**STATED PROBLEM**: Format every line that follows as a numbered list, omitting blank lines.

--- Begin TASK MATERIAL ---

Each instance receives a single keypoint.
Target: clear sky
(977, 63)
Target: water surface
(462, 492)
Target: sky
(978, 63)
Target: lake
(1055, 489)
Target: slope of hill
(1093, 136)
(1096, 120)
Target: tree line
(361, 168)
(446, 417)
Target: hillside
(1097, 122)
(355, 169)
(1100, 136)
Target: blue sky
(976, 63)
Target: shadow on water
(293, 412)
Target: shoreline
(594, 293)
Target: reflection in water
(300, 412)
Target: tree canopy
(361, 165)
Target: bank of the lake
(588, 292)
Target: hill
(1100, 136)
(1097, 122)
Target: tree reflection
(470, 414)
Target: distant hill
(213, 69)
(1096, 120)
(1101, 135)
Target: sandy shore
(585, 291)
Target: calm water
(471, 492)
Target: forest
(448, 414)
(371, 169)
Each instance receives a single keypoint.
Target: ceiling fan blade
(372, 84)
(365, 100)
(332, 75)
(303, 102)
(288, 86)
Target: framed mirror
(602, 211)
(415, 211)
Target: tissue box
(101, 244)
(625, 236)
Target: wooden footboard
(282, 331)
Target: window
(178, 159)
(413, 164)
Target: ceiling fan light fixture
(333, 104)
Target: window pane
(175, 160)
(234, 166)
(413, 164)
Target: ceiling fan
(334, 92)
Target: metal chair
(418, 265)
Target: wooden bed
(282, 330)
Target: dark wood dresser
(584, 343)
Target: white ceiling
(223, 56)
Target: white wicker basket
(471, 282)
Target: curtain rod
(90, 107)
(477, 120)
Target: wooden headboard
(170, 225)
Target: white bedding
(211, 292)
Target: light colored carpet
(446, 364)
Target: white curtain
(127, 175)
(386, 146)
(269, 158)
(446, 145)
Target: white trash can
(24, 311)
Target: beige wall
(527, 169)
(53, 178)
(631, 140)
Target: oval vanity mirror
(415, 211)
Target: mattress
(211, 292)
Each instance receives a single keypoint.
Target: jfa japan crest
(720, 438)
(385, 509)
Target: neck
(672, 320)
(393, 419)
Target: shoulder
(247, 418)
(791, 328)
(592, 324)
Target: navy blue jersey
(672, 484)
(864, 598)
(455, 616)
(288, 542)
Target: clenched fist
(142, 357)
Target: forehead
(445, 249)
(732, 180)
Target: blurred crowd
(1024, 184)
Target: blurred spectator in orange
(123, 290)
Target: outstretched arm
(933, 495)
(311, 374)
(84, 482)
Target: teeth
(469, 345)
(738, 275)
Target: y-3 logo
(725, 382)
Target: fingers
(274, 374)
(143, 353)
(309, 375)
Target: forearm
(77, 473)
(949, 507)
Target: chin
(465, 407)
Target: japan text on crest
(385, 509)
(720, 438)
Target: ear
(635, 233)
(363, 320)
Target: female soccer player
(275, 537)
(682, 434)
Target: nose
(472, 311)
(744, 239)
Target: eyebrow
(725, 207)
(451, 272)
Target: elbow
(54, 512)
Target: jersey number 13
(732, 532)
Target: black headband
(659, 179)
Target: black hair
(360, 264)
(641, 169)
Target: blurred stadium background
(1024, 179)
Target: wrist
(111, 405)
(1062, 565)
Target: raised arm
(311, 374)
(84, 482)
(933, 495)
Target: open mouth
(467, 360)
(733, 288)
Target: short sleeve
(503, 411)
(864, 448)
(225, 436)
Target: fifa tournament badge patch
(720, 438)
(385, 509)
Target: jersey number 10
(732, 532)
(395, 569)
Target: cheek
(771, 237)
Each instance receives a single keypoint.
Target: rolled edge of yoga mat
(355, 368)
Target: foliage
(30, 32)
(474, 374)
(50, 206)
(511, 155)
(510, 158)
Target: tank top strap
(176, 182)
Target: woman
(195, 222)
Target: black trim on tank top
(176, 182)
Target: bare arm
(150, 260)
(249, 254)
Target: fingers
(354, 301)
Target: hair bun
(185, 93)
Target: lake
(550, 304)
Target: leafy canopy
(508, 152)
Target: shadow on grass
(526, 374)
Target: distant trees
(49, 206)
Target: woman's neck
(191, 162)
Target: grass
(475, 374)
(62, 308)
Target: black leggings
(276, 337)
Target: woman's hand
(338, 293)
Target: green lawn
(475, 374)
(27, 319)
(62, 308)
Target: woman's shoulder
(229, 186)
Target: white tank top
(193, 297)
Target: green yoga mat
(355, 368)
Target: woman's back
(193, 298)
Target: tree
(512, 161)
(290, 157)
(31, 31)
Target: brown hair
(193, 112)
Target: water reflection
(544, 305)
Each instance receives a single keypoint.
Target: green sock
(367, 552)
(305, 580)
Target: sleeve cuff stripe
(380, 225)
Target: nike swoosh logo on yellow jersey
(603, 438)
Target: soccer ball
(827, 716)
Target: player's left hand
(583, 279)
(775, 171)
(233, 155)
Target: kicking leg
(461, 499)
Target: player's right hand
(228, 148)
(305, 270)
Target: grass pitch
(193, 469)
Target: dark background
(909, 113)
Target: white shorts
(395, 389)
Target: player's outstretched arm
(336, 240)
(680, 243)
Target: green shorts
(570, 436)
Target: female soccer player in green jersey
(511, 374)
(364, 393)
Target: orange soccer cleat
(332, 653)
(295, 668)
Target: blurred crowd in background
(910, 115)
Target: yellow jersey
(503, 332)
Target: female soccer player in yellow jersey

--- End TASK MATERIAL ---

**OUTPUT OF THE TASK**:
1. Each instance receives a single keypoint.
2. Target: clear sky
3. (977, 63)
4. Target: water surface
5. (462, 492)
6. Target: sky
7. (978, 63)
8. Target: lake
9. (1055, 489)
10. Target: slope of hill
11. (1093, 136)
12. (1096, 120)
13. Target: tree line
14. (361, 168)
15. (446, 417)
16. Target: hillside
17. (1097, 122)
18. (355, 169)
19. (1100, 136)
20. Target: blue sky
21. (976, 63)
22. Target: shadow on water
23. (293, 412)
24. Target: shoreline
25. (594, 293)
26. Target: reflection in water
27. (300, 412)
28. Target: tree canopy
29. (361, 165)
30. Target: bank of the lake
31. (588, 292)
32. Target: hill
33. (1100, 136)
34. (1097, 122)
35. Target: tree reflection
36. (470, 414)
37. Target: distant hill
38. (213, 69)
39. (1096, 120)
40. (1101, 135)
41. Target: sandy shore
42. (585, 291)
43. Target: calm water
44. (471, 492)
45. Target: forest
46. (448, 414)
47. (371, 169)
48. Each instance receives a single keypoint.
49. Target: ceiling fan blade
50. (372, 84)
51. (365, 100)
52. (332, 75)
53. (303, 102)
54. (288, 86)
55. Target: framed mirror
56. (602, 211)
57. (415, 211)
58. Target: tissue box
59. (101, 244)
60. (625, 236)
61. Target: wooden footboard
62. (282, 331)
63. Target: window
64. (178, 159)
65. (413, 164)
66. Target: ceiling fan light fixture
67. (333, 104)
68. Target: window pane
69. (175, 160)
70. (234, 166)
71. (413, 164)
72. Target: ceiling fan
73. (334, 92)
74. Target: metal chair
75. (418, 265)
76. Target: wooden bed
77. (282, 330)
78. Target: dark wood dresser
79. (584, 343)
80. Target: white ceiling
81. (223, 56)
82. Target: white wicker basket
83. (471, 282)
84. Target: curtain rod
85. (90, 107)
86. (477, 120)
87. Target: wooden headboard
88. (170, 225)
89. Target: white bedding
90. (211, 292)
91. Target: light colored carpet
92. (446, 364)
93. Target: white curtain
94. (127, 175)
95. (386, 146)
96. (269, 158)
97. (446, 145)
98. Target: white trash can
99. (24, 311)
100. Target: beige wall
101. (527, 169)
102. (53, 178)
103. (631, 140)
104. Target: oval vanity mirror
105. (415, 211)
106. Target: mattress
107. (211, 292)
108. Each instance receives a single keypoint.
109. Target: jfa japan crest
110. (720, 438)
111. (385, 509)
112. Target: neck
113. (672, 320)
114. (393, 419)
115. Target: shoulder
116. (247, 418)
117. (791, 328)
118. (592, 324)
119. Target: navy blue jersey
120. (672, 484)
121. (864, 598)
122. (455, 616)
123. (288, 542)
124. Target: clenched fist
125. (142, 357)
126. Target: forehead
127. (445, 249)
128. (732, 180)
129. Target: blurred crowd
130. (1024, 184)
131. Target: blurred spectator in orange
132. (123, 290)
133. Target: outstretched arm
134. (933, 495)
135. (311, 374)
136. (84, 482)
137. Target: teeth
138. (469, 345)
139. (738, 275)
140. Target: y-3 logo
141. (725, 382)
142. Target: fingers
143. (274, 374)
144. (143, 353)
145. (309, 375)
146. Target: forearm
147. (77, 473)
148. (949, 507)
149. Target: chin
150. (465, 407)
151. Target: japan text on crest
152. (385, 509)
153. (720, 438)
154. Target: ear
155. (635, 233)
156. (363, 320)
157. Target: female soccer player
158. (275, 537)
159. (682, 434)
160. Target: nose
161. (472, 311)
162. (744, 239)
163. Target: eyebrow
164. (725, 207)
165. (451, 272)
166. Target: elbow
167. (54, 512)
168. Target: jersey number 13
169. (732, 532)
170. Target: black headband
171. (659, 179)
172. Target: black hair
173. (360, 264)
174. (641, 169)
175. Target: blurred stadium background
176. (1024, 179)
177. Target: wrist
178. (111, 405)
179. (1062, 565)
180. Target: raised arm
181. (311, 374)
182. (84, 482)
183. (933, 495)
184. Target: open mouth
185. (467, 360)
186. (733, 288)
187. Target: short sleeve
188. (503, 411)
189. (864, 448)
190. (225, 436)
191. Target: fifa tournament badge patch
192. (720, 438)
193. (385, 509)
194. Target: jersey number 10
195. (732, 532)
196. (395, 569)
197. Target: cheek
198. (771, 237)
199. Each instance receives a single keypoint.
200. Target: rolled edge of yoga mat
201. (355, 368)
202. Target: foliage
203. (30, 32)
204. (474, 374)
205. (50, 206)
206. (511, 155)
207. (510, 158)
208. Target: tank top strap
209. (176, 182)
210. Target: woman
211. (195, 222)
212. Target: black trim on tank top
213. (176, 182)
214. Target: bare arm
215. (150, 260)
216. (249, 254)
217. Target: fingers
218. (354, 301)
219. Target: hair bun
220. (185, 93)
221. Target: lake
222. (550, 304)
223. Target: leafy canopy
224. (508, 152)
225. Target: shadow on grass
226. (526, 374)
227. Target: distant trees
228. (49, 206)
229. Target: woman's neck
230. (191, 162)
231. Target: grass
232. (475, 374)
233. (62, 308)
234. Target: black leggings
235. (276, 337)
236. Target: woman's hand
237. (338, 293)
238. Target: green lawn
239. (475, 374)
240. (27, 319)
241. (62, 308)
242. Target: woman's shoulder
243. (229, 186)
244. Target: white tank top
245. (193, 297)
246. Target: green yoga mat
247. (355, 368)
248. Target: woman's back
249. (193, 298)
250. Target: tree
251. (512, 161)
252. (290, 157)
253. (31, 31)
254. Target: brown hair
255. (193, 112)
256. Target: water reflection
257. (544, 305)
258. Each instance receives a single keypoint.
259. Target: green sock
260. (367, 552)
261. (305, 580)
262. Target: sleeve cuff stripe
263. (380, 225)
264. Target: nike swoosh logo on yellow jersey
265. (603, 438)
266. Target: soccer ball
267. (827, 716)
268. Target: player's left hand
269. (583, 279)
270. (775, 171)
271. (233, 155)
272. Target: kicking leg
273. (461, 499)
274. Target: player's right hand
275. (228, 148)
276. (305, 270)
277. Target: grass pitch
278. (193, 469)
279. Target: dark background
280. (909, 113)
281. Target: white shorts
282. (395, 389)
283. Target: player's outstretched arm
284. (336, 240)
285. (680, 243)
286. Target: green shorts
287. (570, 436)
288. Target: female soccer player in green jersey
289. (511, 374)
290. (364, 393)
291. Target: orange soccer cleat
292. (332, 653)
293. (295, 668)
294. Target: blurred crowd in background
295. (910, 115)
296. Target: yellow jersey
297. (503, 332)
298. Target: female soccer player in yellow jersey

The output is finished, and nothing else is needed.